### Page extract
Win a copy of Re-engineering Legacy Software this week in the Refactoring forum
or Docker in Action in the Cloud/Virtualization forum!

# Deciding on a data structure to optimize performance

Fred Hamilton
Ranch Hand
Posts: 684
In my program, I have a need to temporarily store large numbers of integer pairs. The logical choice for storing an integer pair is an array of two elements int[] = m.

I suppose I can group these two element arrays in one of two structures, ArrayList<int[]> or int[][].

the actual integers, prior to storage, will contained in variables i & j.

If I am to use ArrayList<int[]> list1, then as far as I can see for each pair I need 4 lines of code as follows.

m = new int[2];
m[0] = i;
m[1] = j;

if I am to use a 2D array with 2 columns, then i only need two lines of code, aside from the initial aray declaration.

m[index][0] = i;
m[index][1] = j;

The pairs will need to be order according to various criteria. There will be multiple criteria for each list. I can order the pairs by sorting the 2d array after it has been assembled, presumably I will need one sort for each criteria, or If I use an ArrayList I would order at the time the list is assembled, using list1.add( int, <E> );

once the set is assembled, there is a loop on the set and some analysis with each iteration of the loop, after which one element (pair) is chosen.

This whole process gets repeated many thousands of times in a short period of time. Speed is everything.

### Challenge A
Reproduce word for word the passage of the forum post on choosing a data structure that begins with the words containing "Win a copy of" and ends with "variables i & j.".
### Challenge B
Carry on writing the forum post on choosing a data structure, starting right after its final sentence.

### Data segment
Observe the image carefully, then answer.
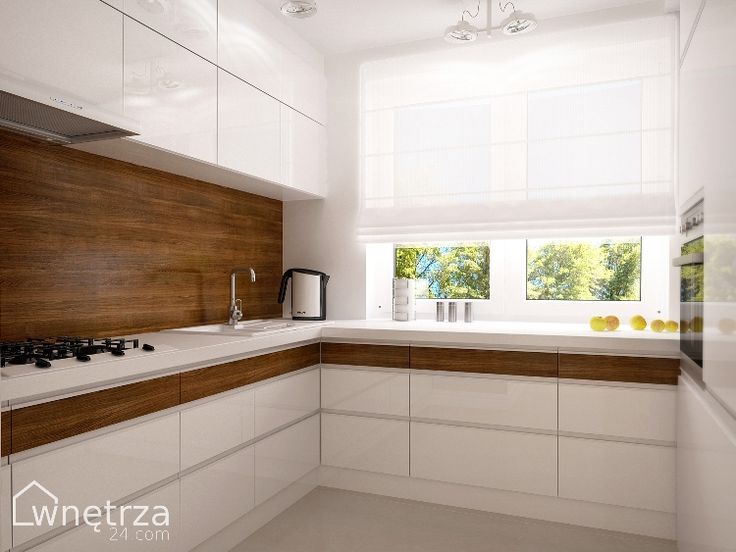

### Task output A
Win a copy of Re-engineering Legacy Software this week in the Refactoring forum
or Docker in Action in the Cloud/Virtualization forum!

# Deciding on a data structure to optimize performance

Fred Hamilton
Ranch Hand
Posts: 684
In my program, I have a need to temporarily store large numbers of integer pairs. The logical choice for storing an integer pair is an array of two elements int[] = m.

I suppose I can group these two element arrays in one of two structures, ArrayList<int[]> or int[][].

the actual integers, prior to storage, will contained in variables i & j.

### Task output B
if it wasn't for the ordering, I would stick with 2D arrays, but with the ordering requirements I am leaning towards using ArrayList<int[]> which may provide slight performance gains over repeated sorts of arrays, and would also make my life a little easier as a prograsmmer. But like I say, the process gets repeated many thousands of times, and any kind of significant performance gain would push me one way or the other,

So here is the question. Given these two choices, would go with ArrayList<int[]> as i am leaning towards, or would you go with int[][].

fred rosenberger
lowercase baba
Bartender
Posts: 12087
29
Go with whichever one makes the code easier to read/understand.

Only after you have shown a performance problem should you consider refactoring to something faster, and then use a profiler to determine where the slowdown really is.

Fred Hamilton
Ranch Hand
Posts: 684
Thanks Fred. Both methods are easy enough for me to understand and code, and readability is not an issue that would depend greatly on the data structure. Intuition tells me that the built in support for inserts that ArrayList has makes it the way to go. I suppose I could just do it both ways and compare the performance using a simple timer, since I just want to know which of two structures might have a speed advantage. Considering the sheer volume of processing involved. I was just wondering what an expert would say about the relative merits of the two data structures.

regards.

edit: like I said, speed is everything. Performance only becomes an issue when there is a faster way of getting the job done.

Paul Clapham
Sheriff
Posts: 20771
30
Generally if you find there's something which uses built-in functions, as opposed to code you write yourself, you'll find the built-in functions work better. For example if you were writing code to sort an array, you would probably write a bubble sort, which is less efficient than the built-in sort function. The people who wrote the built-in functions were aware of all the "Java is slow" propaganda articles out there on the internet and they did spend time making sure they worked well.

You could of course (in this example) spend some (a lot of) time and write a sort which worked faster than the standard sort, because it took advantage of some specific feature of your data. But you wouldn't do that unless you had a good idea of what to do. You don't, in this case, so you wouldn't do that. So stick with the shorter code.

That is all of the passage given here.